__PAGE EXTRACT__.
# # # #

10 thoughts on “Pandemic: How to Prevent an Outbreak – Netflix Season 1 Review”

  1. Love this documentary. It completely hits home the point that one person – one virus impacts all of us and that we are all interconnected regardless of religious belief or geographic location. The fact that it was created before the coronavirus validates the documentary even further… highly recommended – I enjoyed every episode.

  2. This documentary made me realize the events that are happening to the world today. I thank and applaud the series to showing. It maybe be hyped to some people but these are not actors but real people who have religious beliefs. I truly believe this documentary series is very good. God does work in mysterious ways whether you want to believe it or not.

  3. They talk about religion way too much like it has some sort of connection to medical intervention. Maybe just focus on the science and technology and not the personal stories of people’s faith. Was looking forward to the doco but was highly disappointed.

  4. While watching this tv-series, I really wanted to find a cohesive way to explain this movie to my friends. I wanted to find a way to be concise, so I went to Twitter and found that this movie is described as fear-porn. I agree.

  5. I’m a few episodes in and I don’t think I’ll finish it.

    I’m fine with a political slant, but a documentary needs to have a cohesive narrative and clear direction in order to keep my attention.

    I thought it would be an episodic show with each chapter focusing on different diseases (past and present) and what was/needs to be done to prevent them.

    This show is all over the place and doesn’t offer anything that interesting.

    It takes a lot of work to make a show about a doomsday pandemic boring.

  6. Thank you for this review. I read the summary of each episode and got the idea that it seems to be motivated by fear, rather than science and education. I felt this is an inconsiderate publication with the timing of the news of the corona virus. People may be misled by the impending doom type verbiage and carelessly apply it to the corona virus.

  7. Not the greatest production, especially with the focus on the ridiculous religious beliefs expressed by some of the participants as well as the pathetic anti-science anti-vaxxers. Yes, it’s important to show all points of view, but way too much time spent on their absurd claims.

  8. I watched through to the end waiting for the obvious, simple, safe “how to” prevent another pandemic flu. If the biggest risk, as the series states, comes from food industry pigs and chickens, wouldn’t the most effective strategy be for the world to go vegetarian? That would solve a lot of environmental problems at the same time. Too simple????

# # # #

__ASSIGNED TASK 1__. In the comments on the Netflix series Pandemic, what does one commenter say the series names as the biggest risk?
__ASSIGNED TASK 2__. Repeat the Pandemic review comments from "10 thoughts on" to "enjoyed every episode.".
__ASSIGNED TASK 3__. Carry on with the comments on the Netflix series Pandemic, starting after their last line.

__LISTED RECORDS__.
# # # #

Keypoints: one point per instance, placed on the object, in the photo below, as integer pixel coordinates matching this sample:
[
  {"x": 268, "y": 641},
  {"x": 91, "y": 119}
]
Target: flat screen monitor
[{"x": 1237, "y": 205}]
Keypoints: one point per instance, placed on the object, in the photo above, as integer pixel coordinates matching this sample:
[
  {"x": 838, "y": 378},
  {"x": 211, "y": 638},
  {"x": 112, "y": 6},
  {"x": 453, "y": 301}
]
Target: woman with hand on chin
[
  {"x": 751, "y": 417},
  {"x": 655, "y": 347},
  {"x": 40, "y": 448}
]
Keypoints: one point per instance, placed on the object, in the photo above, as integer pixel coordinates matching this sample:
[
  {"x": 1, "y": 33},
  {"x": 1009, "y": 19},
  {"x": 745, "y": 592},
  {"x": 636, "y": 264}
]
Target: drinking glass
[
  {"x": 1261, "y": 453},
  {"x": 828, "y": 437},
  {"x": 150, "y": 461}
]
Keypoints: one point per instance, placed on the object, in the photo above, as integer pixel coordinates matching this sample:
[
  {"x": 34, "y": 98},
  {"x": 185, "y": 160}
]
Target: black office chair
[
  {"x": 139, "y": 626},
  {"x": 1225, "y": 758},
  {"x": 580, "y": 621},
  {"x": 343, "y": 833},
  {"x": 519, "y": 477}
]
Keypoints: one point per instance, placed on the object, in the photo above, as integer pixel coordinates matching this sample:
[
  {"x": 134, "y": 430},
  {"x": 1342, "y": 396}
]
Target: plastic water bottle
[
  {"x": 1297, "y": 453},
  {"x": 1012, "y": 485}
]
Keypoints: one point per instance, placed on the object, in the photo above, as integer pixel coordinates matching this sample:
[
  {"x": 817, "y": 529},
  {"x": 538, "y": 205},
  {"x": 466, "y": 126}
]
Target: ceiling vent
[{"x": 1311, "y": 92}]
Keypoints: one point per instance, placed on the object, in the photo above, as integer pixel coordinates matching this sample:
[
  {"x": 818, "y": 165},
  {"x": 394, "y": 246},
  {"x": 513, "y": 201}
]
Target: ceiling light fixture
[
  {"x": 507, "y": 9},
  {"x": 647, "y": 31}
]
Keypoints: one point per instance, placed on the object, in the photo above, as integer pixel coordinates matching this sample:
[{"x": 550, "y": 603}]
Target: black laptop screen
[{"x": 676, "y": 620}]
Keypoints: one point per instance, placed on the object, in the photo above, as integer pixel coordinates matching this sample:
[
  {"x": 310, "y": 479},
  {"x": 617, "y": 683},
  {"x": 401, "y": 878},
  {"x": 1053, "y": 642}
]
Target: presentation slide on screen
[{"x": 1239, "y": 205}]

# # # #

__EXERCISE RESPONSE 1__. Food industry pigs and chickens.

__EXERCISE RESPONSE 2__.
10 thoughts on “Pandemic: How to Prevent an Outbreak – Netflix Season 1 Review”

  1. Love this documentary. It completely hits home the point that one person – one virus impacts all of us and that we are all interconnected regardless of religious belief or geographic location. The fact that it was created before the coronavirus validates the documentary even further… highly recommended – I enjoyed every episode.

__EXERCISE RESPONSE 3__.
    I suppose naysayers to that would say it is taking people’s free choice away. The same people would probably insist on antivaxers not being allowed to exercise their free choice. I am not an antivaxer but get annoyed by this double standard. I also get annoyed by docos like this not giving a balanced view of the antivaxer argument. They never actually go into the science but rather dumb it down to the lowest common denominator with opinion of one mother.

  9. What made you think that our medical technology has advanced to the point that this is not going to be an issue? Viral infections remain difficult to treat due to lack of options beyond a tight treatment window. And from personal experience working the in medical field during a few flu epidemic, drug shortages can definitely hit and hit hard. No hospital in the world is equipped for an epidemic and a lot of the highly contagious diseases are rearing their heads because of antivaxxers and their pseudo science. Many young physicians have never seen an actual case, let alone treat, diseases like measles. Not disagreeing with you that this documentary is geared more towards general population and not hard science. Its purpose is to try to draw attention to a situation while trying to ring the doomsday bell, but I’m not sure what gives you grounds to imply these scenarios are implausible. This is not a show that will teach you how fema works or how vaccines are actually developed, but it does highlight some of the challenges the boots on the ground faces on the front line during an outbreak.